Text segment
-- Opening Marker --
22

I'm trying to benchmark to compare two different ways of processing a file. I have a small amount of input data but in order to get good comparisons, I need to repeat the tests a number of times.

Rather than just repeating the tests I would like to duplicate the input data a number of times (eg 1000) so a 3 line file becomes 3000 lines and I can run a much more fulfilling test.

I'm passing the input data in via a filename:

mycommand input-data.txt
1
  • What's your source of mycomand?
    – AbdelKh
    Jul 26, 2021 at 23:18

8 Answers 8

22

You don't need input-duplicated.txt.

Try:

mycommand <(perl -0777pe '$_=$_ x 1000' input-data.txt)

Explanation

  • 0777 : -0 sets sets the input record separator (perl special variable $/ which is a newline by default). Setting this to a value greater than 0400 will cause Perl to slurp the entire input file into memory.
  • pe : the -p means "print each input line after applying the script given by -e to it".
  • $_=$_ x 1000 : $_ is the current input line. Since we're reading the entire file at once because of -0700, this means the entire file. The x 1000 will result in 1000 copies of the entire file being printed.
3
  • Nice. This is stupid-fast. 0.785s for 1000 xargs, 0.006s for this, so yeah, probably overcomes the overhead issues I was seeing with other loops.
    – Oli
    Sep 8, 2014 at 12:00
  • And bumping that to 100000 times only increases the runtime by .002s. That's pretty amazing.
    – Oli
    Sep 8, 2014 at 12:11
  • @Oli: With small files, and you have enough memory, perl is so efficient, it's designed for this.
    – cuonglm
    Sep 8, 2014 at 12:13
15

I was originally thinking that I would have to generate a secondary file but I could just loop the original file in Bash and use some redirection to make it appear as a file.

There are probably a dozen different ways of doing the loop but here are four:

mycommand <( seq 1000 | xargs -i -- cat input-data.txt )
mycommand <( for _ in {1..1000}; do cat input-data.txt; done )
mycommand <((for _ in {1..1000}; do echo input-data.txt; done) | xargs cat )
mycommand <(awk '{for(i=0; i<1000; i++)print}' input-data.txt)  #*

The third method there is improvised from maru's comment below and builds a big list of input filenames for cat. xargs will split this into as many arguments as the system will allow. It's much faster than n separate cats.

The awk way (inspired by terdon's answer) is probably the most optimised but it duplicates each line at a time. This may or may not suit a particular application, but it's lightning fast and efficient.


But this is generating on the fly. Bash outputting is likely to be very much more slow than something can read so you should generate a new file for testing. Thankfully that's only a very simple extension:

(for _ in {1..1000}; do echo input-data.txt; done) | xargs cat > input-duplicated.txt
mycommand input-duplicated.txt
2
  • 3
    Both your commands have cat running N times. Wouldn't it be more efficient to run cat once and feed it one argument N times? Something like cat $(for i in {1..N}; do echo filename; done). This has the limitation of arg size, but should be faster.
-- Closing Marker --
The data
-- Opening Marker --
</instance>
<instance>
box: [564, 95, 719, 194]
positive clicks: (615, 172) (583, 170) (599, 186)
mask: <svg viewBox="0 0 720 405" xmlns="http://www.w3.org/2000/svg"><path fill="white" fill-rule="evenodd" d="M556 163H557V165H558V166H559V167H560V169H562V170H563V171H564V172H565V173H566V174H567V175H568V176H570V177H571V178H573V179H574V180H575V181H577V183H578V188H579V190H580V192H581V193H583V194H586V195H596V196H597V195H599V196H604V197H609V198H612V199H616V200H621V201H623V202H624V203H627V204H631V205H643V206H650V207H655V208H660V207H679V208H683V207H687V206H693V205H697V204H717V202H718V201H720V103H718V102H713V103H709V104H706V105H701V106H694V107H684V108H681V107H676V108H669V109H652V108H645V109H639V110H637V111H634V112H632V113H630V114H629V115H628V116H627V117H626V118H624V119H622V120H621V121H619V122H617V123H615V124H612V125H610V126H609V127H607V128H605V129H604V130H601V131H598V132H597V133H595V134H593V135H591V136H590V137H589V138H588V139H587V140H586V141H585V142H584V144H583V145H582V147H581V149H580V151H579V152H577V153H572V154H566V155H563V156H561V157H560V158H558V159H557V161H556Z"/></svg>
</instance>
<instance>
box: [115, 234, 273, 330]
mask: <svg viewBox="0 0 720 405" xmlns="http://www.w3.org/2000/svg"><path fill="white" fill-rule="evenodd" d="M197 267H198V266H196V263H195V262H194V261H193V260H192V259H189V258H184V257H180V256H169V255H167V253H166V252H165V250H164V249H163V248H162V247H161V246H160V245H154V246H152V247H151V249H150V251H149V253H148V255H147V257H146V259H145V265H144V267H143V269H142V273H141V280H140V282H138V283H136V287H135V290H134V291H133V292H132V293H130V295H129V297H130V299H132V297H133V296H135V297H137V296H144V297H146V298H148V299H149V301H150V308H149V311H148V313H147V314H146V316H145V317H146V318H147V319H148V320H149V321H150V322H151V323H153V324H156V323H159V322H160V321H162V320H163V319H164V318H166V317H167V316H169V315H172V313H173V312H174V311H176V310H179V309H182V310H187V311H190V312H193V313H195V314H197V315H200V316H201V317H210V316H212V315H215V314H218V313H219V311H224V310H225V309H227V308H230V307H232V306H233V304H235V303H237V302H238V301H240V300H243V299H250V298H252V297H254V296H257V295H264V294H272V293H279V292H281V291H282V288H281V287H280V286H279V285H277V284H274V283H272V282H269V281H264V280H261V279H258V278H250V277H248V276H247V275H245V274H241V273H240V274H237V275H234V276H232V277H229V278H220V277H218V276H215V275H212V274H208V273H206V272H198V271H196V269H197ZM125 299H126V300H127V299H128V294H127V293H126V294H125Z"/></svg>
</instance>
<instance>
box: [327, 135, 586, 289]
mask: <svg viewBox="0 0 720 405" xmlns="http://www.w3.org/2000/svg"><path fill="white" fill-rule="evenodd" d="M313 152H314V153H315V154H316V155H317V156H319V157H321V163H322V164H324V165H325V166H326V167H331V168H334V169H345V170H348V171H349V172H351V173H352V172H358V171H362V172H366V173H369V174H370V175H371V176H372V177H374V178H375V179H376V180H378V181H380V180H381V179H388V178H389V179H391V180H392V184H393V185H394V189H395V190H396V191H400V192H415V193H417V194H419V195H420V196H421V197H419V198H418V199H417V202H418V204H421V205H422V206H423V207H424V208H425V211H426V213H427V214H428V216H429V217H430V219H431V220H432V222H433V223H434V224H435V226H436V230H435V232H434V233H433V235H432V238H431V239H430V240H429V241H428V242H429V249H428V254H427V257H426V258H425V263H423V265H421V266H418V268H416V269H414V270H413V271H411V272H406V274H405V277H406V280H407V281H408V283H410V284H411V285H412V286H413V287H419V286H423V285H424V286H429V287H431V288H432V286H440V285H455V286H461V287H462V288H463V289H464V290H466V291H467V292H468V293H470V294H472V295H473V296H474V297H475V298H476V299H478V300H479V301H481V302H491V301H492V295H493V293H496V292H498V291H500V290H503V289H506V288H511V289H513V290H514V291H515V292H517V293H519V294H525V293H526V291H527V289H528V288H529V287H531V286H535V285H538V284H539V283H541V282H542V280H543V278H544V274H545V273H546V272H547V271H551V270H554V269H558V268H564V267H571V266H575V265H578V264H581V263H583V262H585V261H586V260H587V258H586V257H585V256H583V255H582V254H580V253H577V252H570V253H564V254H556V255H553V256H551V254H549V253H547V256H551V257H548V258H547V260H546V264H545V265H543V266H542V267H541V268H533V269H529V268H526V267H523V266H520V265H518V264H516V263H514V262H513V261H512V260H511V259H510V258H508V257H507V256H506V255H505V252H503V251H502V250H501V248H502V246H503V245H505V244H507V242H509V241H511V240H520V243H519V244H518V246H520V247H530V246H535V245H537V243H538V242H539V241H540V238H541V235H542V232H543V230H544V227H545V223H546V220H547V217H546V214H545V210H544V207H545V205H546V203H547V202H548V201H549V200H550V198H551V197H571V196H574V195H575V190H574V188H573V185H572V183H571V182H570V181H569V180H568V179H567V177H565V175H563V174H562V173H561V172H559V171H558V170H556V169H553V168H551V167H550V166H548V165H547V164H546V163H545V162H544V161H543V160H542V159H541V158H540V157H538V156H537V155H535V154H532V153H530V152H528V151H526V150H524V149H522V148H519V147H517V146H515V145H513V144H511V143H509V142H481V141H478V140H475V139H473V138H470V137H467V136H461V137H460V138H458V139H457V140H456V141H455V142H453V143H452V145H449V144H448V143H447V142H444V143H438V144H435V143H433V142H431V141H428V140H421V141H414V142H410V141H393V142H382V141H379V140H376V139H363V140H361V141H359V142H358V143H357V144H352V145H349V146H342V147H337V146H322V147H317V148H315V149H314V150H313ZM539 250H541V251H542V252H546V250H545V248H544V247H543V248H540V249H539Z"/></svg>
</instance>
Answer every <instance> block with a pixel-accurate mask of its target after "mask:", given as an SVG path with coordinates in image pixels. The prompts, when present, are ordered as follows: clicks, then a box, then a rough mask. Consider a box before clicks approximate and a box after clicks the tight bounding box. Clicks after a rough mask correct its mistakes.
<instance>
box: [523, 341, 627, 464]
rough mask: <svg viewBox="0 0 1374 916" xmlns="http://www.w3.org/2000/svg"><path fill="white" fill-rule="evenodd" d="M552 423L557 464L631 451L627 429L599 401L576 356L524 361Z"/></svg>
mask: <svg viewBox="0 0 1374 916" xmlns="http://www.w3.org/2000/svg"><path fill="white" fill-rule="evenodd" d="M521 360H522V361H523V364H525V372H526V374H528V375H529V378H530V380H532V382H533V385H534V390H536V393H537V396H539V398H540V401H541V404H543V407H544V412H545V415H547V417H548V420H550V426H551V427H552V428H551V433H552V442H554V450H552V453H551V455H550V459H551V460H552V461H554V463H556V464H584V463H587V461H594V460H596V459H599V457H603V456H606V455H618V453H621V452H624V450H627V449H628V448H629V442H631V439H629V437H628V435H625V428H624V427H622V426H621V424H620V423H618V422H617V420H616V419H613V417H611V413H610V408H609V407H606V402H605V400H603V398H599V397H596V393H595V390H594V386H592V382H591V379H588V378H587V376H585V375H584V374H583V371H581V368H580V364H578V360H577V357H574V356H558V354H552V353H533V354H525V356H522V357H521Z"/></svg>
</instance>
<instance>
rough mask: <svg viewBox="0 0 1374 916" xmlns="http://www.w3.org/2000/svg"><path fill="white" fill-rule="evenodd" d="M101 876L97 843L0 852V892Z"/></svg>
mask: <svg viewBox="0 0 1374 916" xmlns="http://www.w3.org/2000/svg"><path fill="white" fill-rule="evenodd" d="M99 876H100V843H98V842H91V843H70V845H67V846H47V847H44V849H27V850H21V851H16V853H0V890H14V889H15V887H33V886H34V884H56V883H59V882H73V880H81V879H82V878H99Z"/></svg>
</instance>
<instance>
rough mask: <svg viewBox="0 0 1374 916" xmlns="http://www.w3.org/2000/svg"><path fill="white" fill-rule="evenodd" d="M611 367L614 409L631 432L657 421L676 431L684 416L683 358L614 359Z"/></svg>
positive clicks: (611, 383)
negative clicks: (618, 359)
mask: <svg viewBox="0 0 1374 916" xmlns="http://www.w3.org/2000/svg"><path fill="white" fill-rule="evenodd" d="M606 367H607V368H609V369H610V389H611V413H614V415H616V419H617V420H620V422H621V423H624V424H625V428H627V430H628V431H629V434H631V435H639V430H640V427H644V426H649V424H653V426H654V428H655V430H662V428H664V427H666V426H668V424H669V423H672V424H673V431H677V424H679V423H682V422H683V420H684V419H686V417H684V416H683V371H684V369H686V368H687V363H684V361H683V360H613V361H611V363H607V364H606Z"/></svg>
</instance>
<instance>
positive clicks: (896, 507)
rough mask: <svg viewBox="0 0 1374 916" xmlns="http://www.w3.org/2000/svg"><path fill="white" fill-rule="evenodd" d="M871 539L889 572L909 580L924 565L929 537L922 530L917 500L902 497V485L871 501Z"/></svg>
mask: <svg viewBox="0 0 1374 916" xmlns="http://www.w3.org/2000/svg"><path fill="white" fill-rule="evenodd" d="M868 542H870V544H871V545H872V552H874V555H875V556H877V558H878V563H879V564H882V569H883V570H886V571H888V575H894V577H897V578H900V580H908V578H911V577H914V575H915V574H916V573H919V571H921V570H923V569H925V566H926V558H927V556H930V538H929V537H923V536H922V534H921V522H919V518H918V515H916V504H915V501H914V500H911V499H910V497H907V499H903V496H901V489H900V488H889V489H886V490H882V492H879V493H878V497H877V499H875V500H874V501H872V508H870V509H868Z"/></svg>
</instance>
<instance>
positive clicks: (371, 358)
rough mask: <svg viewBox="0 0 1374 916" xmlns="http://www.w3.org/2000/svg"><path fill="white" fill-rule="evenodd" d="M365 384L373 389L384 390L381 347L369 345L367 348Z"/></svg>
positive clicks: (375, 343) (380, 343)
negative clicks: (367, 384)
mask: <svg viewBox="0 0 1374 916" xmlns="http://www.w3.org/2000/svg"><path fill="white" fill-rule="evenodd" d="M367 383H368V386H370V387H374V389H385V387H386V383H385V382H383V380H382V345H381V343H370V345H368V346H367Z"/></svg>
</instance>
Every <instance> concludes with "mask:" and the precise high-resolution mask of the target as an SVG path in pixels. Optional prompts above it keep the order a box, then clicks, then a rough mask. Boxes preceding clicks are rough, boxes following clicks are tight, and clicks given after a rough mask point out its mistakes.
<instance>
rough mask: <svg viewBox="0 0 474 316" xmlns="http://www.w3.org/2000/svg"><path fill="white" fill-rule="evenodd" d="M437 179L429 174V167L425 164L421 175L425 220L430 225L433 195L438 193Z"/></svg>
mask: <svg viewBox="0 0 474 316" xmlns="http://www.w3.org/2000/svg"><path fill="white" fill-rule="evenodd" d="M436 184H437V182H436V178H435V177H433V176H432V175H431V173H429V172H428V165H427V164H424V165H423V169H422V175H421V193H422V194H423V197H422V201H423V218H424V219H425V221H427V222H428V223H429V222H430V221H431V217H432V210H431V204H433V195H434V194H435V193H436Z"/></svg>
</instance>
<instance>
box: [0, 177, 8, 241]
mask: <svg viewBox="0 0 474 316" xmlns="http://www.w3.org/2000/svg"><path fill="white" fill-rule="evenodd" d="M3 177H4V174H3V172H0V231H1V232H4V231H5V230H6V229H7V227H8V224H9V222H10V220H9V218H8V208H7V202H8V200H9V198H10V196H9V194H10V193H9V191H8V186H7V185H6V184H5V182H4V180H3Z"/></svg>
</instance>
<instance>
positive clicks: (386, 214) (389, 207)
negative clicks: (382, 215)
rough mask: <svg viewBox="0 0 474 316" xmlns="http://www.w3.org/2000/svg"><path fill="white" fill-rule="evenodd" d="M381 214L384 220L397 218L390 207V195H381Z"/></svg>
-- Closing Marker --
Exercise instructions
a - In the thread on duplicating an input file for benchmarking, how long did the perl one-liner take compared with 1000 xargs?
b - Pick up the thread on duplicating an input file for benchmarking after its last sentence and carry it forward.

Answers per task
a - 0.006s, versus 0.785s for 1000 xargs.

b -
    – muru
    Sep 8, 2014 at 11:33
  • @muru Nice idea too. Needed some work but I'll add it. Current implementation is doing 1000 iterations of a 7-line file in ~0.020s. That's really much better than my versions, but not at Gnouc's Perl level.
    – Oli
    Sep 8, 2014 at 12:06
8

I would just use a text editor.

vi input-data.txt
gg (move cursor to the beginning of the file)
yG (yank til the end of the file)
G (move the cursor to the last line of the file)
999p (paste the yanked text 999 times)
:wq (save the file and exit)

If you absolutely need to do it via the command-line (this requires you to have vim installed, as vi doesn't have the :normal command), you could use:

vim -es -u NONE "+normal ggyGG999p" +wq input-data.txt

Here, -es (or -e -s) makes vim operate silently, so it shouldn't take over your terminal window, and -u NONE stops it from looking at your vimrc, which should make it run a little faster than it otherwise would (maybe much faster, if you use a lot of vim plugins).

1
  • Yes, but this is all manual which makes it several orders of magnitude slower and more complex than the other solutions.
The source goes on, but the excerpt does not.